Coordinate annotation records
** begin **

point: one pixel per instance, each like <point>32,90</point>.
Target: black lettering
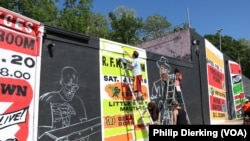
<point>104,61</point>
<point>10,89</point>
<point>111,61</point>
<point>18,40</point>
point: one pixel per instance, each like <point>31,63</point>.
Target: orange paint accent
<point>123,137</point>
<point>124,91</point>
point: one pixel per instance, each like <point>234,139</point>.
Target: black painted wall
<point>75,116</point>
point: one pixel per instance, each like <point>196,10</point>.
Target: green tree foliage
<point>125,26</point>
<point>75,15</point>
<point>155,26</point>
<point>41,10</point>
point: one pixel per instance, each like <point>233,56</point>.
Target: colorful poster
<point>120,117</point>
<point>216,84</point>
<point>237,87</point>
<point>20,44</point>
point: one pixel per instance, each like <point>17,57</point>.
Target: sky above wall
<point>206,16</point>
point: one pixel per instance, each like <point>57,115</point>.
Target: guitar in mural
<point>62,113</point>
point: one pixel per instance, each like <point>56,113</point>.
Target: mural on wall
<point>216,84</point>
<point>237,87</point>
<point>64,109</point>
<point>166,89</point>
<point>69,107</point>
<point>20,46</point>
<point>121,120</point>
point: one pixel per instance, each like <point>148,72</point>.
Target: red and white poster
<point>20,45</point>
<point>216,84</point>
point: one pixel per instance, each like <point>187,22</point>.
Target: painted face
<point>163,73</point>
<point>69,82</point>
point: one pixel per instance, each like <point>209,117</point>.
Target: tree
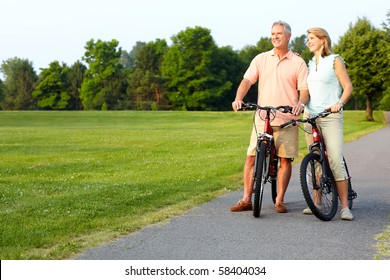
<point>18,85</point>
<point>146,85</point>
<point>75,79</point>
<point>193,82</point>
<point>361,48</point>
<point>51,90</point>
<point>228,66</point>
<point>385,102</point>
<point>103,86</point>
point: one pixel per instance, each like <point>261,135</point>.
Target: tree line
<point>192,73</point>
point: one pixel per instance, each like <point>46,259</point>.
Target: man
<point>281,77</point>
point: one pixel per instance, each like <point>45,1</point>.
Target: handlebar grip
<point>291,122</point>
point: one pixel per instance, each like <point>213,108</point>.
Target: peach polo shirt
<point>279,80</point>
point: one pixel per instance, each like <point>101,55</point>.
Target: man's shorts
<point>286,141</point>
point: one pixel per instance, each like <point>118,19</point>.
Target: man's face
<point>279,37</point>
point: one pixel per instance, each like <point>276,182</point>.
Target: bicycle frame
<point>266,161</point>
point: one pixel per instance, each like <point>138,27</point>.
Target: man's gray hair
<point>286,26</point>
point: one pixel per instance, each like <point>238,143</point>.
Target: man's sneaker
<point>241,206</point>
<point>308,211</point>
<point>346,214</point>
<point>280,207</point>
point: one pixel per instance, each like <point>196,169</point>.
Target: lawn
<point>72,180</point>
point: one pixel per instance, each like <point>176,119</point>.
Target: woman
<point>330,88</point>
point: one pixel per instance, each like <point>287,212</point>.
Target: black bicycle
<point>317,180</point>
<point>266,160</point>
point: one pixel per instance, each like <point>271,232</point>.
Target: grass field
<point>72,180</point>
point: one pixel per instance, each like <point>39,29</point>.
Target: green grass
<point>72,180</point>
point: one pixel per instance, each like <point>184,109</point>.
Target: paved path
<point>211,232</point>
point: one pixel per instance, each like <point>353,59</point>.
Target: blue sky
<point>46,30</point>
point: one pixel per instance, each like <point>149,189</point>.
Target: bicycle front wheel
<point>318,187</point>
<point>260,179</point>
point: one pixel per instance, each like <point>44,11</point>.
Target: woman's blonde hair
<point>322,34</point>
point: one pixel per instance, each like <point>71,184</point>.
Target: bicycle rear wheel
<point>319,191</point>
<point>260,179</point>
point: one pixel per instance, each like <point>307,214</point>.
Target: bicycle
<point>266,160</point>
<point>316,178</point>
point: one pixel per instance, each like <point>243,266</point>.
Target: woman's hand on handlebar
<point>237,105</point>
<point>298,109</point>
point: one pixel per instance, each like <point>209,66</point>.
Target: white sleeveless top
<point>324,86</point>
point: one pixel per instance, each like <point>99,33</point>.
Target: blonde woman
<point>330,88</point>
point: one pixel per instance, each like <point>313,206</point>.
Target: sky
<point>43,31</point>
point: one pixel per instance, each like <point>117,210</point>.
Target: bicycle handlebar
<point>283,108</point>
<point>305,120</point>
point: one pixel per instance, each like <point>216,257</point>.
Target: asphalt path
<point>212,232</point>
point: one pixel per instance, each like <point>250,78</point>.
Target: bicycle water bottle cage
<point>265,136</point>
<point>315,148</point>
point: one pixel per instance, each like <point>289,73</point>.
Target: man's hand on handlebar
<point>237,105</point>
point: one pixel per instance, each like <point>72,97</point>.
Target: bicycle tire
<point>326,188</point>
<point>350,191</point>
<point>274,189</point>
<point>259,179</point>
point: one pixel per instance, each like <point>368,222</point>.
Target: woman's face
<point>314,43</point>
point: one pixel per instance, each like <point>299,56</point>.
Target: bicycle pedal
<point>352,194</point>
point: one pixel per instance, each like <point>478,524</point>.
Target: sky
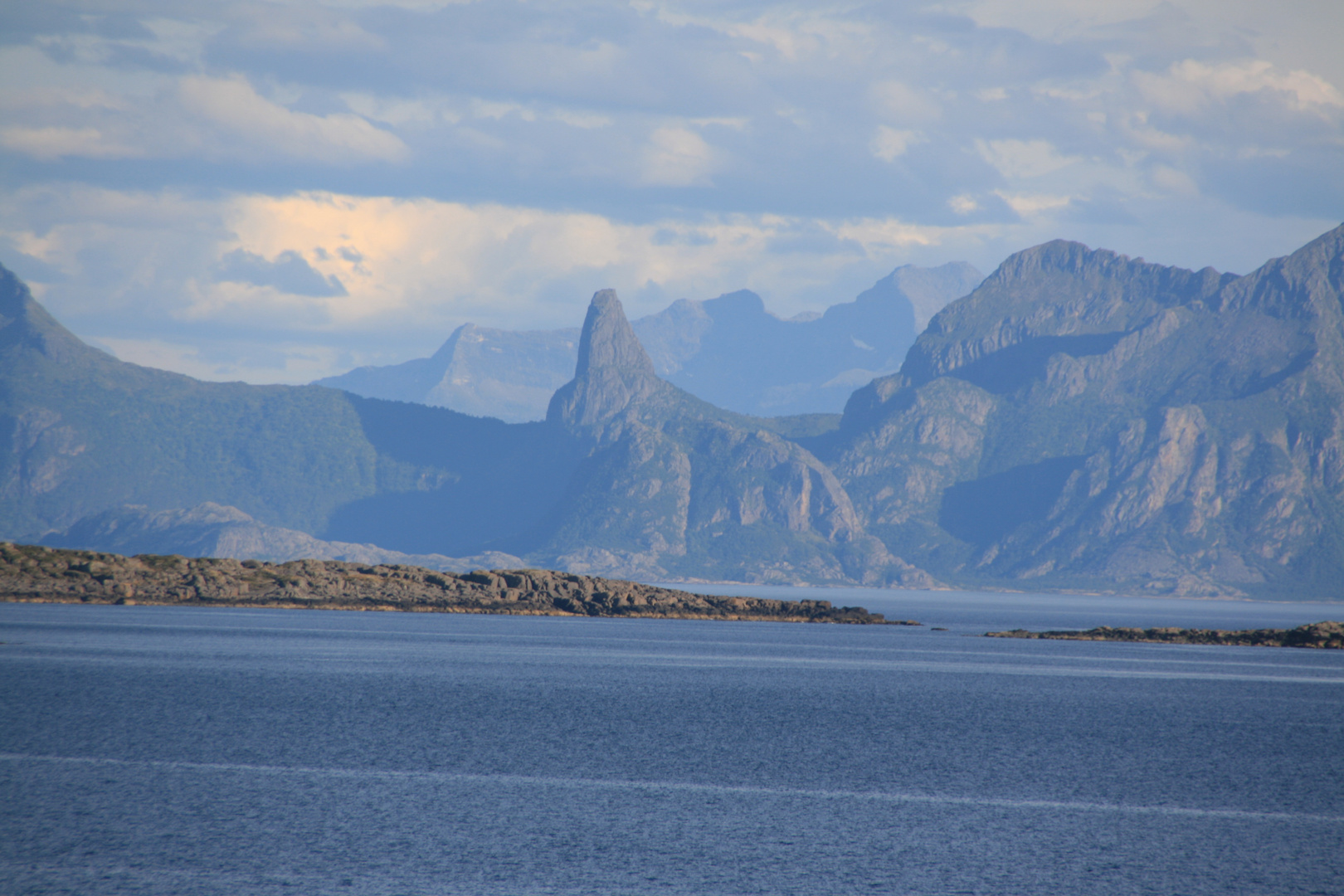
<point>281,191</point>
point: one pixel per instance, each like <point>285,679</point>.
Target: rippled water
<point>164,750</point>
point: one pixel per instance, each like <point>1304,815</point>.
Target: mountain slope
<point>84,433</point>
<point>1083,419</point>
<point>674,485</point>
<point>728,351</point>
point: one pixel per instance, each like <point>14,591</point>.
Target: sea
<point>234,751</point>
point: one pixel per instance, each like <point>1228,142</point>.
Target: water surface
<point>173,750</point>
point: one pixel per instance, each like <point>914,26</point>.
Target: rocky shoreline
<point>1317,635</point>
<point>52,575</point>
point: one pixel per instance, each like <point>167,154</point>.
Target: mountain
<point>84,433</point>
<point>1089,421</point>
<point>671,484</point>
<point>509,375</point>
<point>1079,421</point>
<point>728,351</point>
<point>216,531</point>
<point>628,475</point>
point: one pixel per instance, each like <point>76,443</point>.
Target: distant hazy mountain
<point>605,484</point>
<point>672,484</point>
<point>1079,421</point>
<point>728,351</point>
<point>1089,421</point>
<point>216,531</point>
<point>509,375</point>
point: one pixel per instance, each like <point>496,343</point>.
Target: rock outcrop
<point>41,574</point>
<point>217,531</point>
<point>674,486</point>
<point>1316,635</point>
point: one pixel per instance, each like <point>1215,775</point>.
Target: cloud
<point>290,273</point>
<point>1022,158</point>
<point>56,143</point>
<point>678,158</point>
<point>253,119</point>
<point>1190,86</point>
<point>889,143</point>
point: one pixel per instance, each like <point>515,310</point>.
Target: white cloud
<point>1190,85</point>
<point>678,158</point>
<point>56,143</point>
<point>1022,158</point>
<point>253,119</point>
<point>889,143</point>
<point>1174,182</point>
<point>899,101</point>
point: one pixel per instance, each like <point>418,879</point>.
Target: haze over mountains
<point>1079,421</point>
<point>728,351</point>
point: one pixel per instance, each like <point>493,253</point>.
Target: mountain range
<point>730,351</point>
<point>1079,421</point>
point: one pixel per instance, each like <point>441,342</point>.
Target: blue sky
<point>280,191</point>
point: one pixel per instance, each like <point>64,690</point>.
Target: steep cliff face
<point>1085,419</point>
<point>675,485</point>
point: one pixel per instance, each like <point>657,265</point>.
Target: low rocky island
<point>1317,635</point>
<point>52,575</point>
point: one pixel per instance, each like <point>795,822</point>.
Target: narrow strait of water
<point>169,750</point>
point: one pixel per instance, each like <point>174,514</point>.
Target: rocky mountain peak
<point>26,323</point>
<point>613,368</point>
<point>608,342</point>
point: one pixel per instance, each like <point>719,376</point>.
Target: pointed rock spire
<point>613,368</point>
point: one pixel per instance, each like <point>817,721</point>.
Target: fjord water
<point>171,750</point>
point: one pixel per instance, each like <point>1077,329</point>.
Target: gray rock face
<point>509,375</point>
<point>611,373</point>
<point>672,485</point>
<point>728,351</point>
<point>1083,419</point>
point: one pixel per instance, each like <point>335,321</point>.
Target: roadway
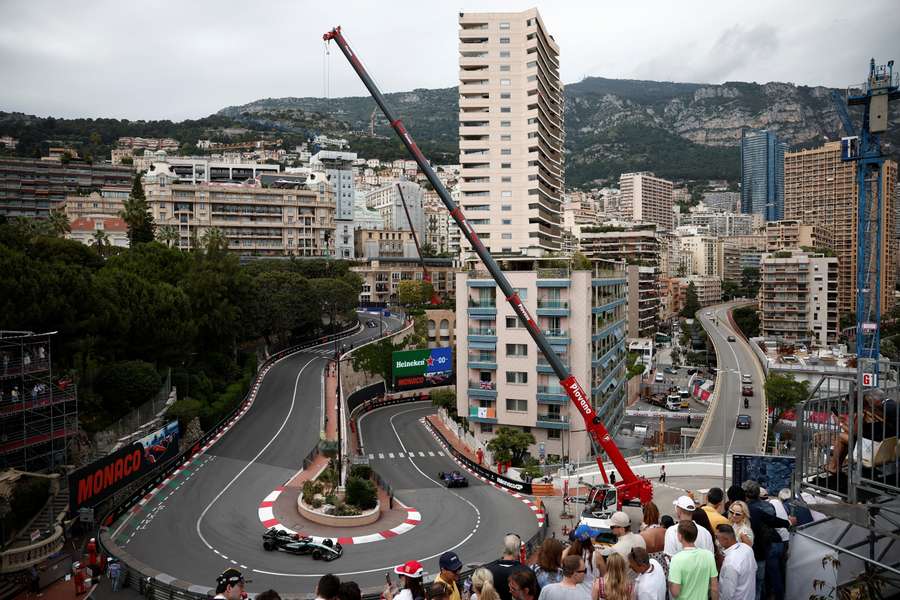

** end **

Rename "black" to "dark" in the stretch of rows from the start through the line containing "<point>75,116</point>", and write out that stretch with everything else unchanged, omitting the pictures.

point: one pixel per instance, each like <point>32,90</point>.
Target: dark lettering
<point>104,61</point>
<point>10,89</point>
<point>111,61</point>
<point>18,40</point>
point: one pixel per instance, each like <point>31,63</point>.
Target: orange paint accent
<point>123,137</point>
<point>124,91</point>
point: one pixel per instance, each like <point>234,139</point>.
Target: dark painted wall
<point>75,116</point>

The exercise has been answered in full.